Data supplied
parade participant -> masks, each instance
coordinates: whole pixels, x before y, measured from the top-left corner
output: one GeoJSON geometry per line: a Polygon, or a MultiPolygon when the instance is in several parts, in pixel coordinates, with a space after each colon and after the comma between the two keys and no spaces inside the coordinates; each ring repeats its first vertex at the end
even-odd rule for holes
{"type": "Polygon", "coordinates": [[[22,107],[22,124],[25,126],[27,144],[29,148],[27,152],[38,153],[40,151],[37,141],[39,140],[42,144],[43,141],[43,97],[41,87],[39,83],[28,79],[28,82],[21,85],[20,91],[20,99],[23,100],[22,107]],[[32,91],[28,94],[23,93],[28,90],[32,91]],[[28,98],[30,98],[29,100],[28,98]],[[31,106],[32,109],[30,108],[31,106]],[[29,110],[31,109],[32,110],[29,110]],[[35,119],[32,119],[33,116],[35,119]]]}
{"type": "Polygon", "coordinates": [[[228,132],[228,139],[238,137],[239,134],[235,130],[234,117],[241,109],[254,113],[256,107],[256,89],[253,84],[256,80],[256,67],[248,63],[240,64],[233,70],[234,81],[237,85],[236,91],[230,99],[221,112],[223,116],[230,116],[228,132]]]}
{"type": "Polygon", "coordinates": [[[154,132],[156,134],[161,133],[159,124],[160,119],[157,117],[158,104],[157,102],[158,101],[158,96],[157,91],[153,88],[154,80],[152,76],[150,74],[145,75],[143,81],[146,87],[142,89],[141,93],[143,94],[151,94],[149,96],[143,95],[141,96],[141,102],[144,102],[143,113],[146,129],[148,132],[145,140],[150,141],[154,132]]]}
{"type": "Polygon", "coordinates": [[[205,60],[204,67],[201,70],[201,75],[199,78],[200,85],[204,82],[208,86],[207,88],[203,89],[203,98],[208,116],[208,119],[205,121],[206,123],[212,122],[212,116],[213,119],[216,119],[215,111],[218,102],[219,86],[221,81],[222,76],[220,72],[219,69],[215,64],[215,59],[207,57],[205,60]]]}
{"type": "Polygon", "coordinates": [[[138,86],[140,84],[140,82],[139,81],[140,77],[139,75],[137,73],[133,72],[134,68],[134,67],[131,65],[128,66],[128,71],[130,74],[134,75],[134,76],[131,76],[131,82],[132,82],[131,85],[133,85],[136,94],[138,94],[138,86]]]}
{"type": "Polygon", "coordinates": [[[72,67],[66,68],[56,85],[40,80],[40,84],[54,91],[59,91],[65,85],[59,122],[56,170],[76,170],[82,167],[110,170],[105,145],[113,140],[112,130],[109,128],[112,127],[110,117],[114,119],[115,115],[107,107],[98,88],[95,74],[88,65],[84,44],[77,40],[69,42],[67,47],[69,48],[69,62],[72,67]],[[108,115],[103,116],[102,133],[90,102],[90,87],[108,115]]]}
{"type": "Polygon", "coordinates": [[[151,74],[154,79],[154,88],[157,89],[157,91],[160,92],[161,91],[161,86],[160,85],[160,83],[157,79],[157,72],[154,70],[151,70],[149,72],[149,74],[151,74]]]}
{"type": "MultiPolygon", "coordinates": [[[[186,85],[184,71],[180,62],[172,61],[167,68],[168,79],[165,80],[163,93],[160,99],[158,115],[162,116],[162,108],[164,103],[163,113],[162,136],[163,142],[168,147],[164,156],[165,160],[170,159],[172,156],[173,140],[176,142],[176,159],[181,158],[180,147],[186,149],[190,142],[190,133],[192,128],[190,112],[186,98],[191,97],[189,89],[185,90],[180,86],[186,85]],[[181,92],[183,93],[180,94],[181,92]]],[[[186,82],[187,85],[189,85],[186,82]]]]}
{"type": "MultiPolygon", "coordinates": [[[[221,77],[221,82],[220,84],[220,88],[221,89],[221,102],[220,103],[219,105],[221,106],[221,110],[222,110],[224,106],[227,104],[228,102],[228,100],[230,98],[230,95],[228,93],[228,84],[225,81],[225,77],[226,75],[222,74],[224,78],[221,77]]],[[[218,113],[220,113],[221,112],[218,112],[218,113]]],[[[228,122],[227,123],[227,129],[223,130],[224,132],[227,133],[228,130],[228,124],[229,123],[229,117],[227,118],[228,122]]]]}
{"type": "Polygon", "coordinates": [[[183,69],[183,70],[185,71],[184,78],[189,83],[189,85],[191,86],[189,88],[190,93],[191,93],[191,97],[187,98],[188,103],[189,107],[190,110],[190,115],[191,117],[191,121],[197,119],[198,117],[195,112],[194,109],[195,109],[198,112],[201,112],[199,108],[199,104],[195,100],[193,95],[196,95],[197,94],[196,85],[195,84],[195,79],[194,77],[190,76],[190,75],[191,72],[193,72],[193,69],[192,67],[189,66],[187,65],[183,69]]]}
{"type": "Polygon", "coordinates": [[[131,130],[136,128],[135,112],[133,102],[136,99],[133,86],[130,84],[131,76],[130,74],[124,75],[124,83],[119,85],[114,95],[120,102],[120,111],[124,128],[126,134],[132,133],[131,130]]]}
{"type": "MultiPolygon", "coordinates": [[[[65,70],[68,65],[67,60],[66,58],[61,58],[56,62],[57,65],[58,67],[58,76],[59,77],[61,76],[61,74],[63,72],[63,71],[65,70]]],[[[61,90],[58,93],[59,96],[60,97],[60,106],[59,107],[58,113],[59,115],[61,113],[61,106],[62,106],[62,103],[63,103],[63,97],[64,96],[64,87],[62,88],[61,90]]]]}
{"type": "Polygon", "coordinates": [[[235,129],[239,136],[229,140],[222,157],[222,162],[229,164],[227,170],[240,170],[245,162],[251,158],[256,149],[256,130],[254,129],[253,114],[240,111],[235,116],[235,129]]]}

Task requirements
Give the lines from the start of the material through the line that contains "coordinates: whole pixels, x", both included, as a JSON list of strings with one string per line and blank lines left out.

Solution for this problem
[
  "parade participant -> masks, each instance",
  "coordinates: whole pixels, x before y, measured from the top-left corner"
]